» **PROBLEM REQUIREMENTS**: Can you turn every line of the records below into a Markdown table, with a row number under "No." and the line itself under "Text", leaving out any blank lines?

::: RAW RECORDS :::

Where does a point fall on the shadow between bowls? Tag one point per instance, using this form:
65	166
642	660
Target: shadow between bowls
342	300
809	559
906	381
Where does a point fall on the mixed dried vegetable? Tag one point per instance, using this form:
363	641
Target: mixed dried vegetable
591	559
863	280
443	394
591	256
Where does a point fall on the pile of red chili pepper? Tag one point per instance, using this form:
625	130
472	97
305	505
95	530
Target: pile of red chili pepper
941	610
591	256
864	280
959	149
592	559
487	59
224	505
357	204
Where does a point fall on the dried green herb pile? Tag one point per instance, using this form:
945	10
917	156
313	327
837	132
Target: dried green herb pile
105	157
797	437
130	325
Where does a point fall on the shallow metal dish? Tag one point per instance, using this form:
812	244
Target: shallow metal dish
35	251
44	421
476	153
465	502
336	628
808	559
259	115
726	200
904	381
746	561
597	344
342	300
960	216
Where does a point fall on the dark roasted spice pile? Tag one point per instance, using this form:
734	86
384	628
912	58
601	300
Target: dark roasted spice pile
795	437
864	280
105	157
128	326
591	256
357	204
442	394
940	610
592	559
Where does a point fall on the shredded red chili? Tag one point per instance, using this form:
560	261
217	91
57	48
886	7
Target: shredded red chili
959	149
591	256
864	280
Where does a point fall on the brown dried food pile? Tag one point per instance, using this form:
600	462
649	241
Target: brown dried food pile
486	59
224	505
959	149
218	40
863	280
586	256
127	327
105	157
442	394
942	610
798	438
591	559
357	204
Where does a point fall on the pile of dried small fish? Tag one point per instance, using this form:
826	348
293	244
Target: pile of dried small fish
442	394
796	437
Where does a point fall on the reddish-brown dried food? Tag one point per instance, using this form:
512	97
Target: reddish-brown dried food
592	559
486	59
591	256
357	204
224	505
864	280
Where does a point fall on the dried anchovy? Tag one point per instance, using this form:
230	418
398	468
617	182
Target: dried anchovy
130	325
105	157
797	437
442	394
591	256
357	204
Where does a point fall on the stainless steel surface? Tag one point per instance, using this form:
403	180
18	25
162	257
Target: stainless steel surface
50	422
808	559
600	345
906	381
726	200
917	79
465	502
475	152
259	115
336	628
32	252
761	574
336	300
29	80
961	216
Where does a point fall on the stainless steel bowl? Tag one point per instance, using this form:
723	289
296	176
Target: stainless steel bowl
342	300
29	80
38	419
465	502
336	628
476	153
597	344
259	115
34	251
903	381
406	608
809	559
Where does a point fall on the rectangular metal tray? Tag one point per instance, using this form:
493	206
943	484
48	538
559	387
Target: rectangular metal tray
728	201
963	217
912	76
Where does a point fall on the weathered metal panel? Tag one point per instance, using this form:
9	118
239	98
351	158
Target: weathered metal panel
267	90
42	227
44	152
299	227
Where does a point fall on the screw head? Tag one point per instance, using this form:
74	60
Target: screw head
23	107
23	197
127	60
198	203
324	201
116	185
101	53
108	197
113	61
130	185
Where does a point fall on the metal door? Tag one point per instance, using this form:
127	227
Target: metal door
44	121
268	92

:::

» **TASK RESPONSE**:
| No. | Text |
|---|---|
| 1 | Where does a point fall on the shadow between bowls? Tag one point per instance, using this form: |
| 2 | 65	166 |
| 3 | 642	660 |
| 4 | Target: shadow between bowls |
| 5 | 342	300 |
| 6 | 809	559 |
| 7 | 906	381 |
| 8 | Where does a point fall on the mixed dried vegetable? Tag one point per instance, using this form: |
| 9 | 363	641 |
| 10 | Target: mixed dried vegetable |
| 11 | 591	559 |
| 12 | 863	280 |
| 13 | 443	394 |
| 14 | 591	256 |
| 15 | Where does a point fall on the pile of red chili pepper? Tag one point per instance, using this form: |
| 16 | 625	130 |
| 17 | 472	97 |
| 18 | 305	505 |
| 19 | 95	530 |
| 20 | Target: pile of red chili pepper |
| 21 | 941	610 |
| 22 | 591	256 |
| 23 | 864	280 |
| 24 | 959	149 |
| 25 | 592	559 |
| 26 | 487	59 |
| 27 | 224	505 |
| 28 | 357	204 |
| 29 | Where does a point fall on the dried green herb pile? Tag one point per instance, using this form: |
| 30 | 945	10 |
| 31 | 917	156 |
| 32 | 313	327 |
| 33 | 837	132 |
| 34 | Target: dried green herb pile |
| 35 | 105	157 |
| 36 | 797	437 |
| 37 | 130	325 |
| 38 | Where does a point fall on the shallow metal dish? Tag one point per instance, using this form: |
| 39 | 812	244 |
| 40 | Target: shallow metal dish |
| 41 | 35	251 |
| 42 | 44	421 |
| 43 | 476	153 |
| 44 | 465	502 |
| 45 | 336	628 |
| 46 | 808	559 |
| 47 | 259	115 |
| 48 | 726	200 |
| 49 | 904	381 |
| 50 | 746	561 |
| 51 | 597	344 |
| 52 | 342	300 |
| 53 | 960	216 |
| 54 | Where does a point fall on the dark roasted spice pile? Tag one point per instance, using this form: |
| 55 | 734	86 |
| 56 | 384	628 |
| 57 | 912	58 |
| 58 | 601	300 |
| 59 | Target: dark roasted spice pile |
| 60 | 795	437 |
| 61 | 864	280 |
| 62 | 105	157 |
| 63 | 128	326 |
| 64 | 591	256 |
| 65 | 357	204 |
| 66 | 442	394 |
| 67 | 940	610 |
| 68 | 592	559 |
| 69 | Where does a point fall on the shredded red chili? Tag one point per instance, using this form: |
| 70 | 560	261 |
| 71 | 217	91 |
| 72 | 57	48 |
| 73 | 886	7 |
| 74 | Target: shredded red chili |
| 75 | 959	149 |
| 76 | 591	256 |
| 77 | 864	280 |
| 78 | Where does a point fall on the brown dried food pile? Tag one point per instance, using this form: |
| 79 | 600	462 |
| 80 | 649	241 |
| 81 | Target: brown dried food pile |
| 82 | 486	59 |
| 83 | 224	505 |
| 84 | 959	149 |
| 85 | 218	40 |
| 86 | 863	280 |
| 87 | 586	256 |
| 88 | 127	327 |
| 89 | 105	157 |
| 90 | 442	394 |
| 91 | 942	610 |
| 92 | 798	438 |
| 93 | 591	559 |
| 94 | 357	204 |
| 95 | Where does a point fall on the pile of dried small fish? Tag one point per instance, using this form: |
| 96 | 826	348 |
| 97 | 293	244 |
| 98 | Target: pile of dried small fish |
| 99 | 442	394 |
| 100 | 796	437 |
| 101 | Where does a point fall on the reddish-brown dried food? Tag one point per instance, using this form: |
| 102 | 512	97 |
| 103 | Target: reddish-brown dried food |
| 104 | 592	559 |
| 105 | 486	59 |
| 106 | 591	256 |
| 107 | 357	204 |
| 108 | 224	505 |
| 109 | 864	280 |
| 110 | Where does a point fall on the dried anchovy? Tag one point per instance, using this form: |
| 111 | 230	418 |
| 112 | 398	468 |
| 113 | 617	182 |
| 114 | Target: dried anchovy |
| 115 | 130	325 |
| 116 | 105	157 |
| 117 | 797	437 |
| 118 | 442	394 |
| 119 | 591	256 |
| 120 | 357	204 |
| 121 | Where does a point fall on the stainless steel surface? Tag one point per instance, using this form: |
| 122 | 403	180 |
| 123 | 18	25 |
| 124 | 162	257 |
| 125 | Target: stainless steel surface |
| 126 | 50	422 |
| 127 | 808	559 |
| 128 | 600	345 |
| 129 | 906	381 |
| 130 | 726	200 |
| 131 | 917	79 |
| 132 | 465	502 |
| 133 | 475	152 |
| 134 | 259	115 |
| 135 | 336	628 |
| 136 | 32	252 |
| 137 | 761	574 |
| 138 | 336	300 |
| 139 | 29	80 |
| 140 | 961	216 |
| 141 | Where does a point fall on the stainless steel bowl? Tag one point per instance, using this form: |
| 142 | 723	289 |
| 143 | 296	176 |
| 144 | Target: stainless steel bowl |
| 145 | 342	300 |
| 146 | 29	80 |
| 147 | 38	419 |
| 148 | 465	502 |
| 149 | 336	628 |
| 150 | 476	153 |
| 151 | 597	344 |
| 152 | 259	115 |
| 153 | 34	251 |
| 154 | 903	381 |
| 155 | 406	608 |
| 156 | 809	559 |
| 157 | Where does a point fall on the rectangular metal tray? Tag one point per instance, using this form: |
| 158 | 493	206 |
| 159 | 943	484 |
| 160 | 48	538 |
| 161 | 559	387 |
| 162 | Target: rectangular metal tray |
| 163 | 728	201 |
| 164 | 963	217 |
| 165 | 912	76 |
| 166 | Where does a point fall on the weathered metal panel? Tag one point per instance, using this form: |
| 167 | 9	118 |
| 168 | 239	98 |
| 169 | 351	158 |
| 170 | Target: weathered metal panel |
| 171 | 267	90 |
| 172 | 42	227 |
| 173 | 44	152 |
| 174 | 299	227 |
| 175 | Where does a point fall on the screw head? Tag one point per instance, using this form: |
| 176 | 74	60 |
| 177 | Target: screw head |
| 178 | 23	107 |
| 179 | 23	197 |
| 180 | 127	60 |
| 181 | 198	203 |
| 182 | 324	201 |
| 183 | 116	185 |
| 184 | 101	53 |
| 185 | 108	197 |
| 186 | 113	61 |
| 187 | 130	185 |
| 188 | Where does a point fall on the metal door? Tag one point per instance, using this form: |
| 189 | 127	227 |
| 190 | Target: metal door |
| 191 | 44	121 |
| 192 | 268	92 |